- [Requirement] Pick out every line of the listing below that contains the string "mustard", and copy each such line. Case counts.

- [Listing of entries on locating named things]
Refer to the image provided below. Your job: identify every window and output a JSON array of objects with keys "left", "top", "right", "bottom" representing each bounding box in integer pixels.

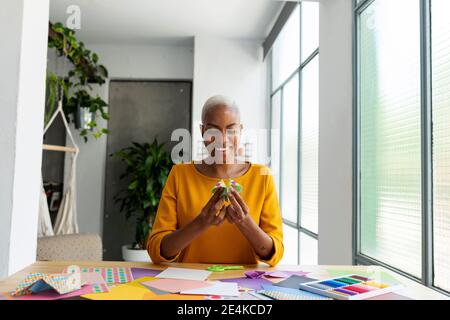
[
  {"left": 270, "top": 2, "right": 319, "bottom": 265},
  {"left": 354, "top": 0, "right": 450, "bottom": 291},
  {"left": 431, "top": 0, "right": 450, "bottom": 291}
]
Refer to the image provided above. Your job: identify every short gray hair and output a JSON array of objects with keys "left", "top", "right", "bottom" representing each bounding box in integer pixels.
[{"left": 202, "top": 95, "right": 241, "bottom": 123}]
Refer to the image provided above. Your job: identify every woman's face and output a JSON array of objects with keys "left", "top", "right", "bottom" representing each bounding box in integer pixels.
[{"left": 201, "top": 105, "right": 242, "bottom": 163}]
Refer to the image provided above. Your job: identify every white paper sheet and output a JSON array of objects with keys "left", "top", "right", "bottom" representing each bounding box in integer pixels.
[
  {"left": 155, "top": 267, "right": 211, "bottom": 281},
  {"left": 180, "top": 281, "right": 239, "bottom": 297}
]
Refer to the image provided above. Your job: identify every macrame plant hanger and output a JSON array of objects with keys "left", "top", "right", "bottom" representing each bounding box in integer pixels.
[{"left": 38, "top": 55, "right": 79, "bottom": 236}]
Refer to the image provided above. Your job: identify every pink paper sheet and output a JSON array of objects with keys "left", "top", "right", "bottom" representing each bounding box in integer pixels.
[{"left": 81, "top": 272, "right": 106, "bottom": 284}]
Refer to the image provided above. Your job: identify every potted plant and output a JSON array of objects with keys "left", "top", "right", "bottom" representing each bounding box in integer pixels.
[
  {"left": 113, "top": 139, "right": 173, "bottom": 262},
  {"left": 45, "top": 22, "right": 109, "bottom": 142}
]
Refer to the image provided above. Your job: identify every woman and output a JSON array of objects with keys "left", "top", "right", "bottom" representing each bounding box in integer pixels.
[{"left": 148, "top": 96, "right": 284, "bottom": 266}]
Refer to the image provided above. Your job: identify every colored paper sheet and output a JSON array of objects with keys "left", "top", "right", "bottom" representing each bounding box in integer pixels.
[
  {"left": 205, "top": 292, "right": 261, "bottom": 300},
  {"left": 244, "top": 270, "right": 308, "bottom": 279},
  {"left": 220, "top": 277, "right": 273, "bottom": 291},
  {"left": 82, "top": 277, "right": 156, "bottom": 300},
  {"left": 263, "top": 285, "right": 332, "bottom": 300},
  {"left": 142, "top": 283, "right": 170, "bottom": 295},
  {"left": 264, "top": 271, "right": 309, "bottom": 278},
  {"left": 81, "top": 272, "right": 106, "bottom": 285},
  {"left": 131, "top": 268, "right": 161, "bottom": 279},
  {"left": 143, "top": 292, "right": 205, "bottom": 300},
  {"left": 63, "top": 267, "right": 134, "bottom": 284},
  {"left": 364, "top": 292, "right": 414, "bottom": 300},
  {"left": 244, "top": 270, "right": 266, "bottom": 279},
  {"left": 142, "top": 279, "right": 211, "bottom": 293},
  {"left": 180, "top": 281, "right": 239, "bottom": 297},
  {"left": 327, "top": 269, "right": 399, "bottom": 285},
  {"left": 155, "top": 267, "right": 211, "bottom": 281},
  {"left": 274, "top": 275, "right": 317, "bottom": 289}
]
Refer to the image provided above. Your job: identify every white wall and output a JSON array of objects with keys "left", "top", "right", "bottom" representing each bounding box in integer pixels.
[
  {"left": 48, "top": 41, "right": 194, "bottom": 235},
  {"left": 192, "top": 36, "right": 269, "bottom": 163},
  {"left": 0, "top": 0, "right": 49, "bottom": 278},
  {"left": 319, "top": 0, "right": 353, "bottom": 265},
  {"left": 49, "top": 37, "right": 268, "bottom": 242}
]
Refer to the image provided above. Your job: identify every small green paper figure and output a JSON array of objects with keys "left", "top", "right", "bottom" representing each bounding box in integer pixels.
[{"left": 211, "top": 179, "right": 242, "bottom": 202}]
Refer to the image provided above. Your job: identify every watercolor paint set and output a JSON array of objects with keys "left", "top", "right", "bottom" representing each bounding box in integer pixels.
[{"left": 300, "top": 274, "right": 401, "bottom": 300}]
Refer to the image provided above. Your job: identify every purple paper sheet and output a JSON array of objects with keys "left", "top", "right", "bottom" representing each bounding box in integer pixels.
[
  {"left": 220, "top": 277, "right": 273, "bottom": 291},
  {"left": 131, "top": 268, "right": 162, "bottom": 280},
  {"left": 244, "top": 270, "right": 308, "bottom": 279},
  {"left": 264, "top": 271, "right": 309, "bottom": 278}
]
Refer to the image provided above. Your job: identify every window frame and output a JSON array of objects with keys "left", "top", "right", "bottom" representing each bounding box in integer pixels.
[
  {"left": 268, "top": 2, "right": 319, "bottom": 264},
  {"left": 352, "top": 0, "right": 450, "bottom": 296}
]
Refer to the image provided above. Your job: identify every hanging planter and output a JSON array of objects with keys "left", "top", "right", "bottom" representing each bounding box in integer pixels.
[
  {"left": 75, "top": 105, "right": 95, "bottom": 131},
  {"left": 45, "top": 23, "right": 109, "bottom": 142}
]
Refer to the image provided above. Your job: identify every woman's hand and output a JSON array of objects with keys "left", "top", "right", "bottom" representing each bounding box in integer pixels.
[
  {"left": 196, "top": 188, "right": 226, "bottom": 228},
  {"left": 161, "top": 188, "right": 226, "bottom": 260},
  {"left": 226, "top": 189, "right": 250, "bottom": 225}
]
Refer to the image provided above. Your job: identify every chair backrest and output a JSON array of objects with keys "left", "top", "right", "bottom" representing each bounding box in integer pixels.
[{"left": 36, "top": 234, "right": 103, "bottom": 261}]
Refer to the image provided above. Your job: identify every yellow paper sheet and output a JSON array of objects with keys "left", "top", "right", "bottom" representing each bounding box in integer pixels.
[{"left": 82, "top": 277, "right": 158, "bottom": 300}]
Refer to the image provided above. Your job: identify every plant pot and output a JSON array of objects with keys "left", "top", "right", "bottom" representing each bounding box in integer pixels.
[{"left": 122, "top": 244, "right": 152, "bottom": 262}]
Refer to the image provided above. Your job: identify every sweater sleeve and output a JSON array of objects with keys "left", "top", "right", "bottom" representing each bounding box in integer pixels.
[
  {"left": 255, "top": 169, "right": 284, "bottom": 267},
  {"left": 147, "top": 166, "right": 180, "bottom": 263}
]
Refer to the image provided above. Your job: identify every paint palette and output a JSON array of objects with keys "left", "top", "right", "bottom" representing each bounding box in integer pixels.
[{"left": 300, "top": 274, "right": 401, "bottom": 300}]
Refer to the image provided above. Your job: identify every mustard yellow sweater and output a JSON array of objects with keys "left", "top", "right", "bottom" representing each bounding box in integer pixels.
[{"left": 147, "top": 163, "right": 284, "bottom": 266}]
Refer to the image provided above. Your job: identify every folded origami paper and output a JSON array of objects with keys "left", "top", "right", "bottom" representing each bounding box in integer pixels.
[
  {"left": 211, "top": 179, "right": 242, "bottom": 201},
  {"left": 11, "top": 272, "right": 81, "bottom": 296}
]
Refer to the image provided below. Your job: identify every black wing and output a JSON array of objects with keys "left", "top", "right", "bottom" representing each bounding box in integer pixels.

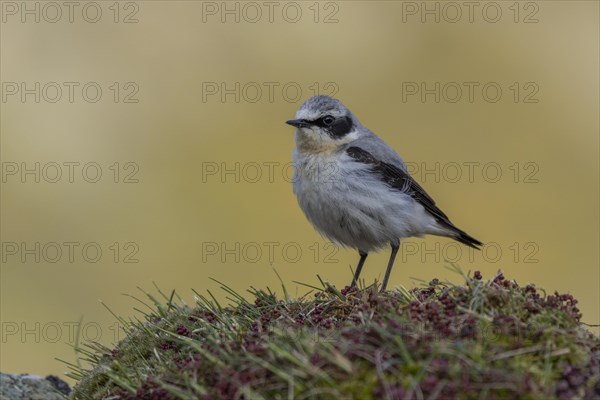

- [Solution to this exercise]
Refer to the image provided above. Your job: identify every mustard yellow sweater and output a JSON array of objects with keys "left", "top", "right", "bottom" representing each bounding box in integer pixels.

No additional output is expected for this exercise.